Provided records >>
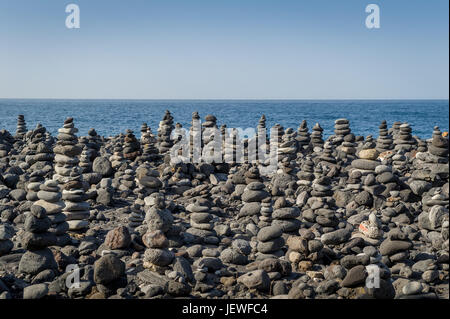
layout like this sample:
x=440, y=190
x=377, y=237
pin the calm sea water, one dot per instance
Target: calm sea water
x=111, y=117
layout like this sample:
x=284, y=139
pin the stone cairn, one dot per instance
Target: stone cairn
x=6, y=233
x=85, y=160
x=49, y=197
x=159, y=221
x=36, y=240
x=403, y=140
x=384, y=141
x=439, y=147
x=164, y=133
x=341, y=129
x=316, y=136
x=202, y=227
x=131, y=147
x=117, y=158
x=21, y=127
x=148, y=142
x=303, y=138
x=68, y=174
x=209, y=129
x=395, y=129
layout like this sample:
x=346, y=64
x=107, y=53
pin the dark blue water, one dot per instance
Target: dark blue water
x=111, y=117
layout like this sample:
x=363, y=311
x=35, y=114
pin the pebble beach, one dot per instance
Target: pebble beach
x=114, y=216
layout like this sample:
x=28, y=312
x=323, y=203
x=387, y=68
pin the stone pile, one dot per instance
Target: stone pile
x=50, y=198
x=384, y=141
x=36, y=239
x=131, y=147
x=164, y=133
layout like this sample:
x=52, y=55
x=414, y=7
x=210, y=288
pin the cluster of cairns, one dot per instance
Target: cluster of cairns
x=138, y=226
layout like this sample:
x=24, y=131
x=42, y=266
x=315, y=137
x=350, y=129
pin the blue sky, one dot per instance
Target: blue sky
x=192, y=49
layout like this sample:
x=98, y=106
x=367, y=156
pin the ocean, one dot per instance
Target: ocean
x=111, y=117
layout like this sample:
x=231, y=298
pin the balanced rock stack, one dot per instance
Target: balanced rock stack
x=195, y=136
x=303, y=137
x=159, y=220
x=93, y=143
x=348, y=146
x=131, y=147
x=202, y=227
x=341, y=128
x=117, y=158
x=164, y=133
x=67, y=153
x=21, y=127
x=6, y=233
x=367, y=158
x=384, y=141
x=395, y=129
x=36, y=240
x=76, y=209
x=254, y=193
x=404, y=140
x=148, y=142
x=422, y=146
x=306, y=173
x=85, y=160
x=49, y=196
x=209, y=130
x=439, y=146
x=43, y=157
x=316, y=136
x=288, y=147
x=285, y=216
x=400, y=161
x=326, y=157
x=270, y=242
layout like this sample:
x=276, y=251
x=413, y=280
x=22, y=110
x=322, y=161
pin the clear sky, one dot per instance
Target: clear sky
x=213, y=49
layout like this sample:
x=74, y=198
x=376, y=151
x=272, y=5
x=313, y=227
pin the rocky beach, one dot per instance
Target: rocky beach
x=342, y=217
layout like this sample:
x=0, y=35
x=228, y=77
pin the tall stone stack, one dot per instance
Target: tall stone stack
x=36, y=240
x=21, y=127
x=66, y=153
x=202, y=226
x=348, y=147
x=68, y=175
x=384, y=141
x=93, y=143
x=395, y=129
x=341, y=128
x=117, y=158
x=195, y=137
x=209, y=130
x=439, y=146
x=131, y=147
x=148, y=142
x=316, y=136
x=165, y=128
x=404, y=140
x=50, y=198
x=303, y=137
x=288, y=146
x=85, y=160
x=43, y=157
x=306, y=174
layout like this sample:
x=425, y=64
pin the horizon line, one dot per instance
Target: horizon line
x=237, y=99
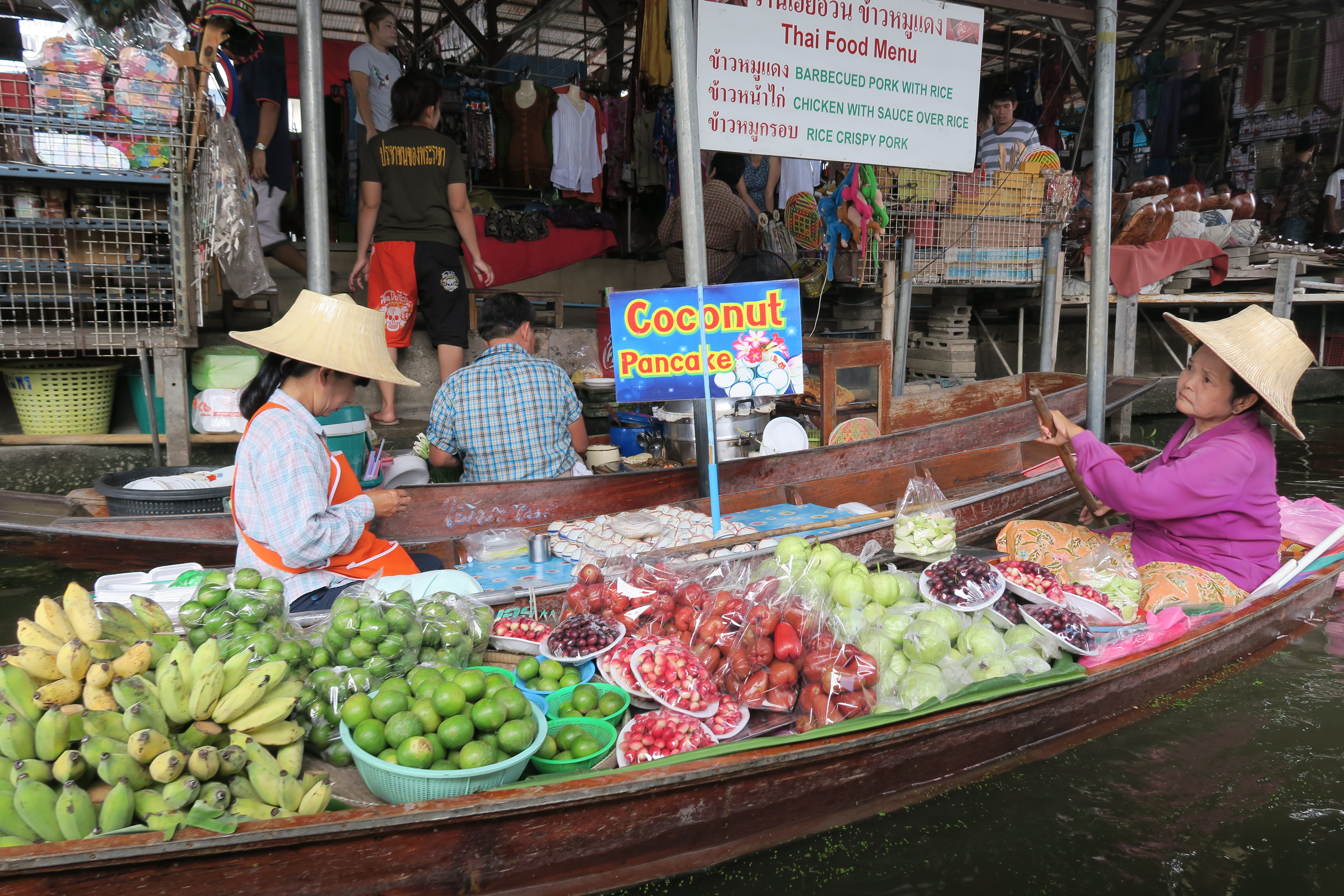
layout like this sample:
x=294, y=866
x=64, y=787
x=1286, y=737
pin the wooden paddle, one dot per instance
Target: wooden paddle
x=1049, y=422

Stated exercise >> Copy every line above word for word and exclude the pictures.

Solved problem >>
layout like this sample:
x=440, y=190
x=377, y=237
pin the calm sea water, one dot per instance
Target: calm sea water
x=111, y=117
layout like this sample:
x=284, y=139
pin the stone cairn, one dot per instance
Target: stone cairn
x=6, y=233
x=85, y=160
x=49, y=197
x=159, y=221
x=36, y=240
x=403, y=140
x=384, y=141
x=439, y=147
x=164, y=133
x=341, y=129
x=316, y=136
x=202, y=227
x=131, y=147
x=117, y=158
x=21, y=127
x=148, y=142
x=303, y=138
x=68, y=174
x=209, y=129
x=395, y=129
layout like this sample:
x=346, y=64
x=107, y=53
pin the dark blue water, one dot per instance
Target: dark blue water
x=111, y=117
layout like this sample:
x=363, y=311
x=35, y=114
pin the pebble beach, one dot per instance
Target: pebble beach
x=114, y=216
layout like this sample:
x=28, y=312
x=323, y=203
x=387, y=68
pin the stone pile, one dot per instance
Target: stone pile
x=50, y=198
x=384, y=141
x=36, y=239
x=131, y=147
x=164, y=133
layout like this sample:
x=52, y=55
x=414, y=7
x=210, y=288
pin the cluster of cairns, one dot per instance
Target: cluster of cairns
x=138, y=226
layout like this sample:
x=24, y=131
x=42, y=266
x=315, y=137
x=350, y=129
pin the blue sky, one dot per instance
Target: blue sky
x=192, y=49
layout like this sample:
x=98, y=106
x=367, y=156
pin the ocean, one dot per instance
Target: ocean
x=111, y=117
layout like this sample:
x=231, y=298
pin the balanced rock stack, one dot per instance
Target: balanced rock stack
x=195, y=136
x=303, y=137
x=159, y=220
x=93, y=143
x=348, y=146
x=131, y=147
x=202, y=227
x=341, y=128
x=117, y=158
x=164, y=133
x=67, y=153
x=21, y=127
x=6, y=233
x=367, y=158
x=384, y=141
x=395, y=129
x=36, y=240
x=76, y=209
x=254, y=193
x=404, y=140
x=148, y=142
x=422, y=146
x=306, y=173
x=85, y=160
x=49, y=196
x=209, y=130
x=439, y=146
x=43, y=157
x=316, y=136
x=288, y=147
x=285, y=216
x=400, y=161
x=326, y=157
x=270, y=242
layout like this sample:
x=276, y=251
x=413, y=280
x=22, y=110
x=322, y=161
pin the clear sky, one dot per instance
Target: clear sky
x=213, y=49
layout like this sample:
x=74, y=198
x=376, y=151
x=272, y=5
x=313, y=227
pin the rocky beach, one dot per instance
Target: rocky beach
x=342, y=217
layout like this sample:
x=0, y=35
x=228, y=77
pin the tall stone stack, one dot per instance
Target: tall stone stack
x=36, y=240
x=21, y=127
x=66, y=153
x=202, y=226
x=348, y=147
x=68, y=175
x=384, y=141
x=93, y=143
x=395, y=129
x=341, y=128
x=117, y=158
x=195, y=137
x=209, y=130
x=439, y=146
x=131, y=147
x=148, y=142
x=316, y=136
x=165, y=128
x=404, y=140
x=50, y=198
x=303, y=137
x=288, y=146
x=85, y=160
x=43, y=157
x=306, y=174
layout like this sample:
x=425, y=64
pin the horizon line, one dot per instance
Target: horizon line
x=237, y=99
layout like this sample:
x=294, y=866
x=64, y=787
x=1286, y=737
pin the wooden paddle, one dot per instance
Target: wooden paddle
x=1049, y=422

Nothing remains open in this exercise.